EXERCISE AIM = Reproduce verbatim the part of the material that opens with the line containing "--target street lamp" and continues through the end of the material.

RECORDS SHOWN =

──────────────────────────────

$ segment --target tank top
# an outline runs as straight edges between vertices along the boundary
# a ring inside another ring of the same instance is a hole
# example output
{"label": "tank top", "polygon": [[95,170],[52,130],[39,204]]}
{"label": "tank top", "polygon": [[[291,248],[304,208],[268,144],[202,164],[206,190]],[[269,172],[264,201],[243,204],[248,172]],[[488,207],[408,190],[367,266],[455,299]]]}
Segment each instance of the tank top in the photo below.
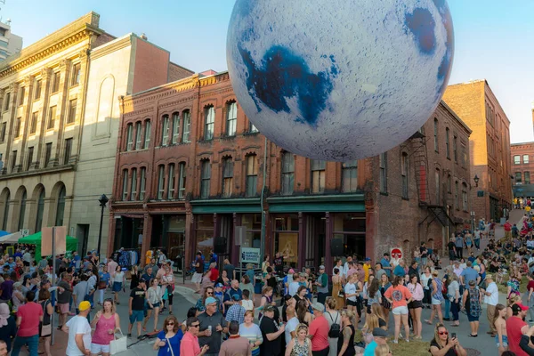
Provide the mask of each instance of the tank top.
{"label": "tank top", "polygon": [[[343,356],[354,356],[356,354],[356,350],[354,349],[354,346],[352,346],[354,344],[354,326],[349,325],[349,328],[351,328],[351,338],[349,340],[349,346],[345,350]],[[344,329],[341,329],[341,333],[339,333],[339,338],[337,339],[337,354],[339,354],[339,352],[341,352],[341,348],[343,347],[343,342],[344,341],[344,337],[343,336],[343,330]]]}
{"label": "tank top", "polygon": [[108,333],[110,328],[115,330],[115,314],[111,315],[109,319],[104,318],[102,314],[96,323],[92,343],[103,345],[109,344],[109,342],[115,338],[114,334],[109,335]]}

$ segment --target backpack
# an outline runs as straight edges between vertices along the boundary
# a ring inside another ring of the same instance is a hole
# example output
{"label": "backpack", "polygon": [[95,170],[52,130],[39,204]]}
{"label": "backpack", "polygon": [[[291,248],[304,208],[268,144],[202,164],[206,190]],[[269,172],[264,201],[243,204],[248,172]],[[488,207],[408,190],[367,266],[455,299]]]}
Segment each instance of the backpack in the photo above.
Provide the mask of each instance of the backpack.
{"label": "backpack", "polygon": [[339,317],[339,312],[336,316],[336,320],[332,319],[332,314],[330,314],[329,312],[327,312],[327,314],[330,316],[330,320],[332,320],[332,325],[330,326],[330,329],[328,330],[328,337],[338,338],[341,335],[341,326],[337,324],[337,318]]}

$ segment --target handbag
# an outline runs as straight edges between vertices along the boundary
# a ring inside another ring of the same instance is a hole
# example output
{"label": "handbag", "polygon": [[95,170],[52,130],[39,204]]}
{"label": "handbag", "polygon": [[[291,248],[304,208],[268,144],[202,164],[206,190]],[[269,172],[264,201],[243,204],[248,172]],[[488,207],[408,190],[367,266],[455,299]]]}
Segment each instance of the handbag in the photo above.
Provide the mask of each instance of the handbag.
{"label": "handbag", "polygon": [[123,335],[120,328],[118,331],[120,331],[120,337],[117,338],[117,335],[115,335],[115,339],[109,342],[109,354],[111,355],[123,352],[128,349],[128,338]]}

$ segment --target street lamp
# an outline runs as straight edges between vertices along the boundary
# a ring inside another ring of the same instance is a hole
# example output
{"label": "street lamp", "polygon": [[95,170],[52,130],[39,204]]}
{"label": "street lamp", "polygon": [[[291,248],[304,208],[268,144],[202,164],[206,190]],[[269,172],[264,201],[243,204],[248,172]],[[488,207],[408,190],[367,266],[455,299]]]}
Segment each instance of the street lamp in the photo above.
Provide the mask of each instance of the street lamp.
{"label": "street lamp", "polygon": [[101,196],[101,198],[98,199],[98,202],[101,204],[101,227],[100,227],[100,231],[98,233],[98,255],[100,257],[100,245],[101,242],[102,241],[102,223],[104,222],[104,207],[106,207],[106,204],[108,204],[108,202],[109,201],[109,199],[108,198],[108,197],[106,197],[106,194],[102,194]]}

──────────────────────────────

SOLUTION TO THE EXERCISE =
$ segment --target street lamp
# an outline runs as straight edges between vertices along the boundary
# a ring inside another ring of the same instance is a hole
# example output
{"label": "street lamp", "polygon": [[95,170],[52,130],[39,204]]}
{"label": "street lamp", "polygon": [[[291,248],[304,208],[268,144],[202,164],[206,190]],[[269,172],[264,201],[243,204],[248,172]],[[488,207],[408,190],[367,266],[455,299]]]}
Segment each instance of the street lamp in the photo above.
Provide the mask of each instance of the street lamp.
{"label": "street lamp", "polygon": [[101,196],[101,198],[98,199],[98,202],[101,204],[101,227],[100,227],[100,231],[98,233],[98,255],[100,257],[100,245],[101,242],[102,241],[102,223],[104,222],[104,207],[106,207],[106,204],[108,204],[108,202],[109,201],[109,199],[108,198],[108,197],[106,197],[106,194],[102,194]]}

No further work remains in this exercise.